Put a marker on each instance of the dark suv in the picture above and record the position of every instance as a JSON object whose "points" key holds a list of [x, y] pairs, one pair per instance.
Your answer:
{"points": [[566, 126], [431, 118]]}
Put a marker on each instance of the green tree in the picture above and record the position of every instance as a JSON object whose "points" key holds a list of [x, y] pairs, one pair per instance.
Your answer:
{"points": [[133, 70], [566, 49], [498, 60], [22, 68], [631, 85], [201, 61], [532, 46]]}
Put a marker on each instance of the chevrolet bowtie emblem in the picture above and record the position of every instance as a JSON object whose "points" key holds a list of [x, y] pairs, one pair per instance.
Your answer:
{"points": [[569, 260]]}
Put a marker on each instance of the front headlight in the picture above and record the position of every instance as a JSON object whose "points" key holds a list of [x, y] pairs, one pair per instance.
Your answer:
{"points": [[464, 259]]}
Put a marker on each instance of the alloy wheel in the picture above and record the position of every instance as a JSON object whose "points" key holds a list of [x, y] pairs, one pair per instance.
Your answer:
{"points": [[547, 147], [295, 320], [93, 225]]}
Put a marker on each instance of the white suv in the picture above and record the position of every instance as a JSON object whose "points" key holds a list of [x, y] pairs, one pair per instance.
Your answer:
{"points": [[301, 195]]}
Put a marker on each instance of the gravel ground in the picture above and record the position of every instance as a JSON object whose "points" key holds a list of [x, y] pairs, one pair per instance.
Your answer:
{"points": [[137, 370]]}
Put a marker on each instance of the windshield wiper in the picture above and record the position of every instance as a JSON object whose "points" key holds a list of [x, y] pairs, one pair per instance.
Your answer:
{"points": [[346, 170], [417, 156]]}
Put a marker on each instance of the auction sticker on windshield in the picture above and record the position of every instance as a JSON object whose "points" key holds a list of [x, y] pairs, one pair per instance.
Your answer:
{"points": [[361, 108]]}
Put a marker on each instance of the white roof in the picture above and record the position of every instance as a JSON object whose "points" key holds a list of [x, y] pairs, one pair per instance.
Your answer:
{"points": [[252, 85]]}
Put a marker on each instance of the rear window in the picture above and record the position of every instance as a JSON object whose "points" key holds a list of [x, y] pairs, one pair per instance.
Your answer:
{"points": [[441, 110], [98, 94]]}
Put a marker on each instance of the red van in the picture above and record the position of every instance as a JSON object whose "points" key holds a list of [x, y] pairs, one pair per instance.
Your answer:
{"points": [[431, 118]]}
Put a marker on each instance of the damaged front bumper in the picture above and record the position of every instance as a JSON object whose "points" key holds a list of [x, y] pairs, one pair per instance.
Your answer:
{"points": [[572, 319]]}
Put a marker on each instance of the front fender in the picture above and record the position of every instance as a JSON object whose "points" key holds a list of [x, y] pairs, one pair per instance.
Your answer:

Task description: Transcribe the whole listing exactly.

Exercise output:
Put a marker on each instance of the dark suv in the picture above and record the position of every instance as a JSON object whose "points" key holds a list of [x, y] pairs, one pair per instance.
Your answer:
{"points": [[566, 126], [431, 118]]}
Put a marker on each instance of the green tree in the picture above and record the position of every instance as a JSON object whose "points" key holds a list of [x, y] pairs, one pair per instance.
Your answer:
{"points": [[133, 70], [566, 49], [498, 60], [22, 68], [631, 85], [201, 61], [532, 46]]}
Put a marker on each instance of the chevrolet bowtie emblem in the picture above and record the position of every instance as a JSON object whose "points" key holds a list of [x, y] pairs, one pair per instance.
Your answer:
{"points": [[569, 260]]}
Put a marker on each instance of the front headlight in the picture above and record the position of every instance as a JSON object whose "points" key holds a list of [x, y] pairs, one pair per instance.
Your answer:
{"points": [[464, 259]]}
Put a marker on each instance of the alloy wheel in the picture above and record the position of every instance as a JSON object whose "points" key holds a list of [x, y] pairs, one pair per instance.
Your answer:
{"points": [[547, 147], [295, 320], [93, 225]]}
Put a marker on each instance of the white suv in the picture above and record the position of every instance as a JSON object whose "points" key holds a list of [x, y] pairs, one pair per instance.
Your answer:
{"points": [[301, 195]]}
Put a marker on each instance of the gravel ground in the picture above and record the position of every instance as a JSON object whose "points" key holds a list of [x, y] pairs, one pair per instance.
Your answer:
{"points": [[137, 370]]}
Put a marker on each instance of the windshield wiper in the picture above and record the position of every instance as a JSON object whose "points" key holds a list of [x, y] pairs, one pair per instance.
Your answer:
{"points": [[346, 170], [417, 156]]}
Put a marker on each instance of the auction sticker on windshield in the picture above and record the position of every instance as a JSON object whose "points" key holds a list of [x, y] pairs, one pair per instance.
Your answer:
{"points": [[361, 108]]}
Put a marker on each instance of the white roof in the picture above and record the position of every instance as a JSON object whose "points" key holds a list of [x, y] pairs, one pair per instance.
Your answer:
{"points": [[252, 85]]}
Put a marker on each instance of the rear window in the picture above and record the position of every instance as a JSON object whose "points" key holds a list of [x, y] pairs, one pair per instance.
Your answer:
{"points": [[441, 110], [98, 94]]}
Put a marker on each instance of the red van in the picture above and record the position of every instance as a JSON object whose "points" key holds a list of [x, y] pairs, one pair per instance.
Your answer:
{"points": [[431, 118]]}
Put a marker on each instance of the damaged front bumper in the picture above and record the position of every instance as a JSON object whose "points" key holds a list of [x, y] pairs, one pair per instance.
Your answer:
{"points": [[572, 319]]}
Put a marker on each instance of the front fender in the picture above and record the position of every instance as a JSON object whose "points" key holds a list of [x, y] pairs, one pair per instance.
Your answer:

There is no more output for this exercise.